SET PROBLEM A
According to the post about Fatale, how many pages long is the book?

EXTRACT
Monday, November 17, 2014

Short: "Fatale" by Jean-Patrick Manchette

Short: Fatale by Jean-Patrick manchette, translated by Donald Nicholson-Smith, 1977 French, 2011 translation for 9781590173817.

A week ago at WLA someone asked if I was still doing video book talks and posting them online. I've slacked off for several reasons but I will occasionally read something and think how it would be a great piece to read aloud. Fatale is only 91 pages long and the first chapter, at two pages, would be ideal to read aloud for a video.

I ordered this for work after a blurb by Unshelved. Aimee is a French woman, in her thirties, thin and fit, who travels the country finding work as a killer. She'll move to a town, insinuate herself into the lives of the local upper class and pay attention. After a time she'll have identified the schisms, the jealousies, the money troubles, the infidelities and make an offer to make a killing.

(A run of records)
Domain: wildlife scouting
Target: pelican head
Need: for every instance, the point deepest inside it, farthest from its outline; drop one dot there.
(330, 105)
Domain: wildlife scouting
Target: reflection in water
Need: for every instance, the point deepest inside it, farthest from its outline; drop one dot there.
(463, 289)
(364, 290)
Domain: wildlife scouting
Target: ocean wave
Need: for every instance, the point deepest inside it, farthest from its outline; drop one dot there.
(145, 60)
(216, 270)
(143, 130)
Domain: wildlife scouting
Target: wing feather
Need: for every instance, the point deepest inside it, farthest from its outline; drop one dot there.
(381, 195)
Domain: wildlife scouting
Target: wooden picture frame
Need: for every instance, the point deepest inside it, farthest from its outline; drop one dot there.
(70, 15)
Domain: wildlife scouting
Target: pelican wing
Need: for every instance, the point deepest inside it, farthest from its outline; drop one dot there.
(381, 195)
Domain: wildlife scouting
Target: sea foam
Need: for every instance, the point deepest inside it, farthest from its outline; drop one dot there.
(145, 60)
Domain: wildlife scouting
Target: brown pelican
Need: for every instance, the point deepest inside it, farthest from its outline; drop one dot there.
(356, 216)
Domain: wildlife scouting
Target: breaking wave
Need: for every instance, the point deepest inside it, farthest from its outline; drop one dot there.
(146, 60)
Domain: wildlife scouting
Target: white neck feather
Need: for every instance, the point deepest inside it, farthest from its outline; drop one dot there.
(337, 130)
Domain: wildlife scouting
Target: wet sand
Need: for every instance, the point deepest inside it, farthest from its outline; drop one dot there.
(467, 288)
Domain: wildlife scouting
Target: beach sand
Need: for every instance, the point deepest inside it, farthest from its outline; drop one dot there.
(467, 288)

SET PROBLEM B
Report only the number of lines in the records above that contain the string "pelican". Case counts.

EXPECTED OUTPUT A
91 pages.

EXPECTED OUTPUT B
3